• [Okuma metni]:

::::::::::

Ana içeriğe atla

Harf İnkılabı

7 soruda Harf İnkılabı

84 yıl önce Arap elifbası yasaklandı, Latin alfabesine dayanan “yeni Türk harfleri” kabul edildi.
İnkılaplar içerisinde en radikali ve günlük hayat üzerinde en etkilisi olduğu halde yeterince tartışılmadı. Avram Galanti ve Fuat Köprülü gibi itiraza kalkanlar da kısa sürede muma çevrildiler.

Cemil Meriç’in dediği gibi 3 Kasım 1928’den itibaren kütüphaneler birer “tuğla yığını”na dönecek, 900 yıllık birikimin üzerinden asfalt geçirilecekti. Bir gün önce âlim olanlar ertesi gün ilkokula başlayan birer öğrenci haline gelecek, Mahir İz’in hatıralarında geçtiği üzere Latin harflerini kazara önceden öğrenmiş öğrenciler, hocalarının hocaları olacaklardı! Bu köklü değişimden etkilenmeyen ‘mutlu azınlık’ ise yabancı okullardan mezun olanlardı. Onlar yarışa bir adım önde başlayacak ve yeni oluşturulan bürokrasinin çekirdeğini oluşturacaklardı.

Harf İnkılabı birçok açıdan ‘benzersiz’ bir karardı. Ancak uzun bir süre tartışılamadı, bazı gerçekler tek yanlı olarak tahrif edildi. İnkılabın 50. yılında Türk Tarih Kurumu tarafından düzenlenen sempozyumda Ekrem Üçyiğit adlı tarih öğretmeni ‘Osmanlıcayı bazı çocuklarımıza olsun öğretmemiz gerekir’ deyince bir yuhalanmadığı kalmıştı.

::::::::::

• [Veri seti içeriği]:
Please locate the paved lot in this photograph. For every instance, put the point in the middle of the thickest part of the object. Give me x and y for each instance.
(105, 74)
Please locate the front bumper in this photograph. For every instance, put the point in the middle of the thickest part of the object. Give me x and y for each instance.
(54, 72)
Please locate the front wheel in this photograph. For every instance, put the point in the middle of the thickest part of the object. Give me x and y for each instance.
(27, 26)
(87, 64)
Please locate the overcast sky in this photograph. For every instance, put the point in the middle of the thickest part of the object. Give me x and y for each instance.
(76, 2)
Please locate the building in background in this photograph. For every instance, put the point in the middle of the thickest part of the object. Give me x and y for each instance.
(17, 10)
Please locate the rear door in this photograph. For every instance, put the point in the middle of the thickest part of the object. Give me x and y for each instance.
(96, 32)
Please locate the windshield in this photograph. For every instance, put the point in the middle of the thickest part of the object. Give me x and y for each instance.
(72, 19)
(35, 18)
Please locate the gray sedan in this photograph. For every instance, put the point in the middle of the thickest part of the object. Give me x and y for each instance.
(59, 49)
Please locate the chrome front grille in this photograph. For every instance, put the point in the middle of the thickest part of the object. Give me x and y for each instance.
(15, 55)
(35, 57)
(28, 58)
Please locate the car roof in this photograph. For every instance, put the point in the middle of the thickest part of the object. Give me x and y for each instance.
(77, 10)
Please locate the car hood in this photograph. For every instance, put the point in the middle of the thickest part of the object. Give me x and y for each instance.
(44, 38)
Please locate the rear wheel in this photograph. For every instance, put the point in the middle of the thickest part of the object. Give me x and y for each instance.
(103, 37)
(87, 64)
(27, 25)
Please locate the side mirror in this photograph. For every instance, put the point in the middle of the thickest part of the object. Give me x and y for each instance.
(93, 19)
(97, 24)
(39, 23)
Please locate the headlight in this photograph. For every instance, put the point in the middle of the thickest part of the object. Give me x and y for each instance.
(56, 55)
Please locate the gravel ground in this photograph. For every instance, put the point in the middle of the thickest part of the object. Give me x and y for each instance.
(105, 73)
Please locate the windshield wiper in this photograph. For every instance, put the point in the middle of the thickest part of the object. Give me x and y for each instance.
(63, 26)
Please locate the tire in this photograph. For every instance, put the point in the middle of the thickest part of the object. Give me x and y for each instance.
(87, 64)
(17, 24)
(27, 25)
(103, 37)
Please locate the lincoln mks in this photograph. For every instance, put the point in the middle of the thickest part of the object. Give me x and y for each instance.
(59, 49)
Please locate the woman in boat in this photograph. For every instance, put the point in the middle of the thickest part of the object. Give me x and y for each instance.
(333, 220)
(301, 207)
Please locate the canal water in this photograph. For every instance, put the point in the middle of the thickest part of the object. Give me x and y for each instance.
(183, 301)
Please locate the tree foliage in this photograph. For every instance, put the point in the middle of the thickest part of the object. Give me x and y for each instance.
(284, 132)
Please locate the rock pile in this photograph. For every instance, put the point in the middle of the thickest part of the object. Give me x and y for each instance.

::::::::::

• [Kısa görev A]: Harf İnkılabı metninde "84 yıl önce" sözleriyle başlayan yerden "bürokrasinin çekirdeğini oluşturacaklardı." sözlerine kadar olan her şeyi harfi harfine yazıya geçirin.
• [Kısa görev B]: Harf İnkılabı metnine göre, inkılabın 50. yılındaki sempozyumda Osmanlıcanın bazı çocuklara öğretilmesi gerektiğini söyleyen tarih öğretmeninin adı nedir?

• [Alıştırma çözümü A]:
84 yıl önce Arap elifbası yasaklandı, Latin alfabesine dayanan “yeni Türk harfleri” kabul edildi.
İnkılaplar içerisinde en radikali ve günlük hayat üzerinde en etkilisi olduğu halde yeterince tartışılmadı. Avram Galanti ve Fuat Köprülü gibi itiraza kalkanlar da kısa sürede muma çevrildiler.

Cemil Meriç’in dediği gibi 3 Kasım 1928’den itibaren kütüphaneler birer “tuğla yığını”na dönecek, 900 yıllık birikimin üzerinden asfalt geçirilecekti. Bir gün önce âlim olanlar ertesi gün ilkokula başlayan birer öğrenci haline gelecek, Mahir İz’in hatıralarında geçtiği üzere Latin harflerini kazara önceden öğrenmiş öğrenciler, hocalarının hocaları olacaklardı! Bu köklü değişimden etkilenmeyen ‘mutlu azınlık’ ise yabancı okullardan mezun olanlardı. Onlar yarışa bir adım önde başlayacak ve yeni oluşturulan bürokrasinin çekirdeğini oluşturacaklardı.

• [Alıştırma çözümü B]: Ekrem Üçyiğit.